→ Problem description:
Copy everything from the line containing "</instance>" down to the line containing "negative clicks: (44, 64)", replacing "negative clicks" with "negative points" and leaving everything else unchanged.

################

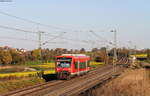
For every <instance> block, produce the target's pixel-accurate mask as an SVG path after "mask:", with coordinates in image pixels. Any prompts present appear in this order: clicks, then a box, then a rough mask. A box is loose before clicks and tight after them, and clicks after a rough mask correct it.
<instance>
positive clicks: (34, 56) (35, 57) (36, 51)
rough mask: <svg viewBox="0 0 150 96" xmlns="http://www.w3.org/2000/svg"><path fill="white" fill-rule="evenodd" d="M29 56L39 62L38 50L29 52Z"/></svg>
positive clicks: (39, 52) (38, 54)
mask: <svg viewBox="0 0 150 96" xmlns="http://www.w3.org/2000/svg"><path fill="white" fill-rule="evenodd" d="M31 55H32V57H33V59H34V60H39V59H40V50H39V49H34V50H33V51H32V52H31Z"/></svg>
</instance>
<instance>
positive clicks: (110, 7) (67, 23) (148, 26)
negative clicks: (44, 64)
mask: <svg viewBox="0 0 150 96" xmlns="http://www.w3.org/2000/svg"><path fill="white" fill-rule="evenodd" d="M149 4H150V0H12V2H0V11H2V12H6V13H9V14H11V15H15V16H18V17H22V18H26V19H29V20H33V21H36V22H40V23H43V24H47V25H52V26H56V27H60V28H62V29H55V28H47V27H43V26H38V29H39V30H41V31H45V32H49V33H51V34H53V35H59V34H60V33H61V32H64V31H65V32H67V33H66V34H64V35H63V36H62V37H63V38H74V39H77V40H82V41H83V40H86V41H89V44H86V43H85V44H84V43H78V41H69V42H68V41H66V40H62V39H60V38H57V39H56V40H52V41H54V42H58V43H56V44H54V43H51V44H47V45H45V46H43V47H48V48H56V47H62V48H75V49H77V48H82V47H85V48H86V49H90V48H93V47H101V46H104V45H107V44H106V43H105V44H103V43H104V42H102V41H103V40H102V38H100V39H97V37H94V35H92V34H91V33H90V32H88V31H89V30H93V31H94V32H95V33H96V34H98V35H100V36H101V37H103V38H106V39H108V40H110V41H113V34H112V33H110V32H109V31H110V30H111V29H116V30H117V32H118V41H119V42H118V43H119V46H126V47H128V46H130V47H133V45H134V44H136V45H137V46H138V48H150V44H149V41H150V27H149V25H150V6H149ZM0 17H1V18H0V21H1V22H0V25H5V26H10V27H16V28H20V29H25V30H31V31H37V25H35V24H31V23H27V22H24V21H21V20H17V19H15V18H12V17H8V16H5V15H2V14H0ZM0 33H1V35H0V46H4V45H8V46H11V47H18V48H22V47H23V48H26V49H33V48H37V47H38V43H37V42H30V41H28V40H30V39H32V40H37V39H38V36H37V34H30V33H22V32H17V31H11V30H6V29H1V28H0ZM6 37H7V38H6ZM9 37H11V38H24V39H28V40H13V39H10V38H9ZM8 38H9V39H8ZM51 38H52V37H44V36H43V41H47V40H50V39H51ZM128 41H132V42H133V43H134V44H132V45H131V44H130V45H129V44H128V43H127V42H128ZM61 42H62V43H61ZM94 42H96V43H99V44H100V45H97V44H94Z"/></svg>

################

→ Task answer:
</instance>
<instance>
positive clicks: (110, 7) (67, 23) (148, 26)
negative points: (44, 64)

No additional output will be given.